ACTIONS TO TAKE |
A - Answer these from the review of The Truman Show:
(i) What aspect ratio does the film use?
(ii) Who plays Meryl, Truman's on-screen wife?
(iii) Who surrounds Truman at the end of the reckless driving scene?
B - Quote the review of The Truman Show word for word, starting at "Despite its persuasive" and ending at "that it didn’t.".

SOURCE EXTRACT |
_ _ _ _ _
Truman Burbank (Jim Carrey) is just a normal guy in a normal town who does normal things. Or so he thinks. Gradually, he discovers odd peculiarities that lead him to believe he’s being filmed 24/7. Jim Carrey’s performance is so winning that you feel like one of those viewers back at home or at a bar rooting for him. Though there is a handful of normal, “in-movie” shots, most of the shots we see are through the show-within-the-show’s perspective. Even the aspect ratio of the film is small at 1.85:1—very close to that of television sets in the 1990s and of most screens today. Note the black bars at the top and bottom of the screen in most movies. Depending on the size of the screen, the bars should be either non-existent or minuscule.
Despite its persuasive use of dramatic irony, The Truman Show could’ve added more to the effect of Truman and his gradual realization of his lie of a life. In probably the second most dramatic scene in the film (second to the finale), Truman recklessly drives around the town with Meryl (Laura Linney), his on-screen wife, and he swells with frightening madness and insanity. Carrey’s performance already gives this scene the skittish, insane vibe it has, but somehow, that scene feels a bit underwhelming. It could be that the scene was too short for the mood to sink in, or the ending with men in biochemical suits surrounding Truman doesn’t seem right for the mood of the scene. Honestly, though, I don’t know what I would do to change this scene; I just know it could’ve gone places that it didn’t.
Regardless, Jim Carrey’s crazed Truman and Laura Linney’s frightened Meryl along with Peter Weir’s hyperventilating camera nail the mood while it lasts, so maybe it evens out. Their collaboration of talents throughout the film highlights Truman’s growth from an ignorant idiot to one who—slight spoiler alert ahead—disobeys “God” at the end. As the film begins, the falsity in all the lies Truman believes to be true are revealed, and it’s hard to resist the urge to scream at his ignorance multiple times throughout the film. But, boy, does the ending satisfy that itch and add to the victorious actions of Truman. Jim Carrey is the star of The Truman Show, but unfortunately, his résumé boasts only a small handful of other good films; we’ll have to take what we can get, I guess. His charm and charisma make Truman so lovable and appealing to both the on-screen audience and real audience. This one’s a crowd-pleaser and a necessity for film fanatics.
_ _ _ _ _
Image-grounded pointing listing
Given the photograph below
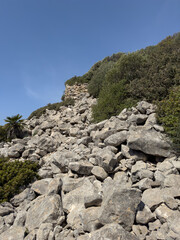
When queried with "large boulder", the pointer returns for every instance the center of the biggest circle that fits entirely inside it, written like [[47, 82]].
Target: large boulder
[[110, 232], [148, 141], [44, 209], [120, 206], [116, 139], [14, 233]]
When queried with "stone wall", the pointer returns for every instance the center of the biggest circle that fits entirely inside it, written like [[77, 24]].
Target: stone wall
[[76, 91]]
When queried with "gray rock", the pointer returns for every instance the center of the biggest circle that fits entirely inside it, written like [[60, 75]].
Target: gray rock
[[132, 154], [144, 184], [171, 202], [41, 186], [81, 167], [99, 172], [148, 141], [154, 225], [20, 218], [152, 197], [9, 219], [144, 214], [62, 159], [37, 215], [73, 202], [111, 231], [163, 213], [16, 150], [139, 119], [44, 231], [47, 186], [70, 184], [5, 210], [174, 223], [164, 166], [27, 153], [116, 139], [13, 233], [140, 231], [31, 235], [90, 219], [93, 200], [144, 106], [120, 206]]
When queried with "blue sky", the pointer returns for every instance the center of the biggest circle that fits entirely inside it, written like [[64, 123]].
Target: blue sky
[[45, 42]]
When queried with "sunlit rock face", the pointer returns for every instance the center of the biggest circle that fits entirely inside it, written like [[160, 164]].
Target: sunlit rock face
[[117, 179]]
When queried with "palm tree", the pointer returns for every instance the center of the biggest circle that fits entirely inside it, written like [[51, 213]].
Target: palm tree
[[14, 126]]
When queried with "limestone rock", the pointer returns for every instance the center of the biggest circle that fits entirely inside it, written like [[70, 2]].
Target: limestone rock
[[99, 172], [120, 206], [15, 233], [111, 231], [144, 214], [116, 139], [44, 209], [148, 141]]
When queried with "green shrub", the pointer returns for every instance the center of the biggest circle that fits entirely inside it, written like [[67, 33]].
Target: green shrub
[[112, 100], [98, 78], [54, 106], [15, 176], [169, 115], [3, 134]]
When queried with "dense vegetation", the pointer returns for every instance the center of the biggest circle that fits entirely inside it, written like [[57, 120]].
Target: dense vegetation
[[169, 115], [15, 176], [151, 74], [12, 129], [54, 106]]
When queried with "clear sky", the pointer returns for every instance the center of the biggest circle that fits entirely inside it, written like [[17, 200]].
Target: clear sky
[[45, 42]]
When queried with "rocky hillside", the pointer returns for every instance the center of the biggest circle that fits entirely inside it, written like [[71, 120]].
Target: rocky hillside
[[117, 179]]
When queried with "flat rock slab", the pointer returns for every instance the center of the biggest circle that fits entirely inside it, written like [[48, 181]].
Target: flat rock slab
_ _ _ _ _
EXPECTED OUTPUTS |
A -
(i) 1.85:1
(ii) Laura Linney
(iii) Men in biochemical suits

B -
Despite its persuasive use of dramatic irony, The Truman Show could’ve added more to the effect of Truman and his gradual realization of his lie of a life. In probably the second most dramatic scene in the film (second to the finale), Truman recklessly drives around the town with Meryl (Laura Linney), his on-screen wife, and he swells with frightening madness and insanity. Carrey’s performance already gives this scene the skittish, insane vibe it has, but somehow, that scene feels a bit underwhelming. It could be that the scene was too short for the mood to sink in, or the ending with men in biochemical suits surrounding Truman doesn’t seem right for the mood of the scene. Honestly, though, I don’t know what I would do to change this scene; I just know it could’ve gone places that it didn’t.